# Directions for this task
Rename "outline" to "contour" everywhere it appears in the material below. Reproduce all the other text as it stands.

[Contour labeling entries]
>> Start
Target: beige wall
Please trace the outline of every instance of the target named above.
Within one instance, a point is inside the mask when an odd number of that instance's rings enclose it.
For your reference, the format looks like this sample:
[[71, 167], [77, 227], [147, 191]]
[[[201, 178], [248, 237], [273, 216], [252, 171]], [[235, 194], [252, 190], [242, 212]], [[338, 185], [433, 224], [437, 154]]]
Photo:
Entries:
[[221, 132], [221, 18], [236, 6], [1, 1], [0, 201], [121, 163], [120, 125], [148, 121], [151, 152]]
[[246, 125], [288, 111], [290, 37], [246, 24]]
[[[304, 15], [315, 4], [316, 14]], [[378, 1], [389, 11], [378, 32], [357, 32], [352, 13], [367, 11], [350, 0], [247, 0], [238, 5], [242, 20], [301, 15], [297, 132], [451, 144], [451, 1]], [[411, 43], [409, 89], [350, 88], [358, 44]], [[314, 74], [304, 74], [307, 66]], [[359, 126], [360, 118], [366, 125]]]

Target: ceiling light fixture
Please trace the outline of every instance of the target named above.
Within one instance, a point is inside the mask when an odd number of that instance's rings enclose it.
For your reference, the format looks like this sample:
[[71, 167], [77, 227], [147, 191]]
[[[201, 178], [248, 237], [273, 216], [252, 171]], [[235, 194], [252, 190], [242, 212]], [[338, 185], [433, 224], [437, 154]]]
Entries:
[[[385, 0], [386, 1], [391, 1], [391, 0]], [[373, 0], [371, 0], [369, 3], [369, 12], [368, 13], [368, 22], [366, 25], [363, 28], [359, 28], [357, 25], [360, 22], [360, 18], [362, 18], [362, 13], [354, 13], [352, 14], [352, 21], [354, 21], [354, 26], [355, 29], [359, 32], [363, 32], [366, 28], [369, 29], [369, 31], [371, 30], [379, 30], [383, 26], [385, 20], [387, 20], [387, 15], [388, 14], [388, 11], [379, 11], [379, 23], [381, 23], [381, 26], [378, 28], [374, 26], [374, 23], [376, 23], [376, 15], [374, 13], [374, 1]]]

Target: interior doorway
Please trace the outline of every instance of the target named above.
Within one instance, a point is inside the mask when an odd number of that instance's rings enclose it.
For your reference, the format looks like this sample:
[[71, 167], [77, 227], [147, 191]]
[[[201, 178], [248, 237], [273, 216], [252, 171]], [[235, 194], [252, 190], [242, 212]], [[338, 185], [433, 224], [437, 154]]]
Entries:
>> End
# Output of the exercise
Target: beige wall
Please trace the contour of every instance of the target named above.
Within one instance, a point is inside the mask when an odd number of that instance's rings enclose it.
For your reference, the format looks like this sample:
[[71, 167], [77, 227], [147, 191]]
[[[201, 178], [248, 237], [273, 216], [252, 171]], [[235, 194], [252, 190], [242, 212]], [[338, 185], [433, 224], [437, 154]]]
Photo:
Entries:
[[221, 132], [221, 18], [236, 6], [1, 1], [0, 201], [121, 163], [120, 125], [148, 121], [151, 152]]
[[246, 125], [288, 111], [290, 37], [246, 24]]
[[[304, 15], [315, 4], [316, 14]], [[378, 1], [389, 11], [378, 32], [357, 32], [352, 13], [367, 11], [350, 0], [247, 0], [238, 5], [242, 20], [301, 15], [297, 132], [451, 144], [451, 1]], [[411, 43], [409, 89], [350, 88], [358, 44]], [[314, 74], [304, 74], [307, 66]], [[359, 126], [360, 118], [366, 125]]]

Target: ceiling light fixture
Please trace the contour of every instance of the target named above.
Within one instance, a point is inside the mask when an odd number of that instance's rings enclose it.
For your reference, the format looks like this sample:
[[71, 167], [77, 227], [147, 191]]
[[[201, 178], [248, 237], [273, 216], [252, 171]], [[235, 194], [252, 190], [242, 212]], [[338, 185], [433, 224], [437, 154]]]
Entries:
[[[385, 0], [386, 1], [391, 1], [391, 0]], [[373, 0], [371, 0], [369, 3], [369, 12], [368, 13], [368, 22], [366, 25], [363, 28], [359, 28], [357, 25], [360, 22], [360, 18], [362, 18], [362, 13], [354, 13], [352, 14], [352, 21], [354, 21], [354, 26], [355, 29], [359, 32], [363, 32], [366, 28], [369, 29], [369, 31], [371, 30], [379, 30], [383, 26], [385, 20], [387, 20], [387, 15], [388, 14], [388, 11], [379, 11], [379, 23], [381, 23], [381, 26], [378, 28], [374, 26], [374, 23], [376, 23], [376, 15], [374, 13], [374, 1]]]

Target: interior doorway
Please trace the contour of every instance of the target named above.
Within one instance, a point is inside the mask when an odd number of that instance's rings enclose it.
For your reference, the format looks like this sample:
[[71, 167], [77, 227], [147, 191]]
[[[201, 178], [248, 237], [273, 216], [252, 171]], [[235, 194], [252, 190], [242, 212]], [[338, 185], [433, 224], [437, 154]]]
Entries:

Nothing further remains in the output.